(Records from a dataset)
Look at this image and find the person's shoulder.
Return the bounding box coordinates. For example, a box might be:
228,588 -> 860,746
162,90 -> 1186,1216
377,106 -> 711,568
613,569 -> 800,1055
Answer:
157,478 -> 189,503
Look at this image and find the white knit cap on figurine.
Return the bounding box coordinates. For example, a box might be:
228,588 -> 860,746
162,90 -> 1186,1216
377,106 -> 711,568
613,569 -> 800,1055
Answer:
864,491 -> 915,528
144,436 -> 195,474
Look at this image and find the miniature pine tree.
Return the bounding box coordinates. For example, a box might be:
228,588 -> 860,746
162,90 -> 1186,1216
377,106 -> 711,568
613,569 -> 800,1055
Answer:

== ASSIGNED TASK ==
Set down only the line containing "Look at this image and find the white" and the lines after it through the end, exactly as they appear above.

== TASK RESPONSE ==
Look at this image and find the white knit cap on figurine.
Return the bounding box coordinates. For example, a box might be:
228,588 -> 860,746
162,90 -> 1186,1216
377,106 -> 711,568
613,569 -> 800,1055
Answer:
864,491 -> 915,528
144,436 -> 195,474
Look at this image and find the miniature pine tree.
Return the bounding box coordinates. For example, a box might be:
228,588 -> 860,746
162,90 -> 1186,1216
377,106 -> 711,568
613,569 -> 800,1055
Answer:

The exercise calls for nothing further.